— Start Data shown —
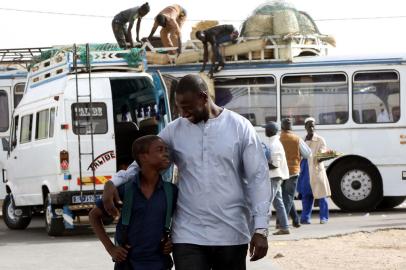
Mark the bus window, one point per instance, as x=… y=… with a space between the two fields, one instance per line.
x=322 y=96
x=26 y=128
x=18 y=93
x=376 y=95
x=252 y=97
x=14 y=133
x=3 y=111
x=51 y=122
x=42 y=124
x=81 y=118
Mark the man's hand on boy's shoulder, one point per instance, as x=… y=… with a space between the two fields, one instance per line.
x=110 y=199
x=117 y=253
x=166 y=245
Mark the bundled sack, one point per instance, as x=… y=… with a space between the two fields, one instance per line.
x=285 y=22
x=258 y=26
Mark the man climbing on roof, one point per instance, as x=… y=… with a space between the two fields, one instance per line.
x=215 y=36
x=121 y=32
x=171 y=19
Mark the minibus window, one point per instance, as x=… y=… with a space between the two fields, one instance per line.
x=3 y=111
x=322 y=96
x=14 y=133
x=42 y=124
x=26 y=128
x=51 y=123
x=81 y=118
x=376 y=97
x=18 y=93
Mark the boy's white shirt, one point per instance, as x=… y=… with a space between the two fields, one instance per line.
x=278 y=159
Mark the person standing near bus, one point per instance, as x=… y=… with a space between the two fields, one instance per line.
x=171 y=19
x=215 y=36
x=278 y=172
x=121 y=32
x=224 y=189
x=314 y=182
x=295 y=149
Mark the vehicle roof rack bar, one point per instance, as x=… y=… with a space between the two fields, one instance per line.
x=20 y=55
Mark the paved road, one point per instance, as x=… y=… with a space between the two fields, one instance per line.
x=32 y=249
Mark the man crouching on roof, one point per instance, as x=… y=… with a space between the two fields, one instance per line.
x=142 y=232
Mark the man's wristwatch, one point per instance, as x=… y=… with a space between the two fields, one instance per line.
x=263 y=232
— End Data shown —
— Start Data shown —
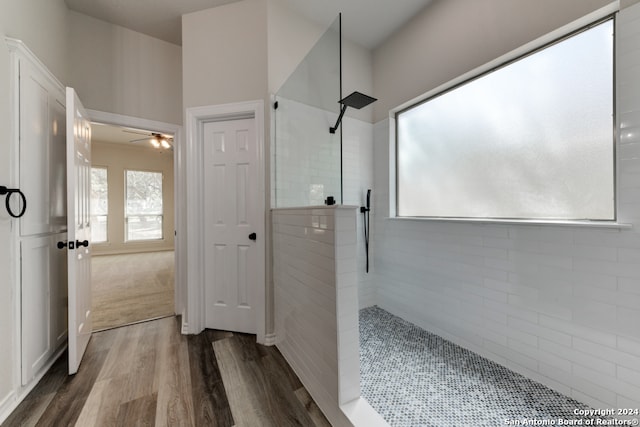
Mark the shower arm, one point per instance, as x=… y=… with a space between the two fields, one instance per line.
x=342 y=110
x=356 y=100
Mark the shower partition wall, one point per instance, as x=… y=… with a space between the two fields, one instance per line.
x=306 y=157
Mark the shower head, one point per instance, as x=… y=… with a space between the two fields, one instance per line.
— End Data shown —
Repeat the lines above word for word, beginning with the line that contains "Mark the man crouching" and continuing through the line that contains "x=142 y=232".

Mark the man crouching on roof, one point per instance, as x=… y=… with a space between the two fields, one instance per line.
x=142 y=232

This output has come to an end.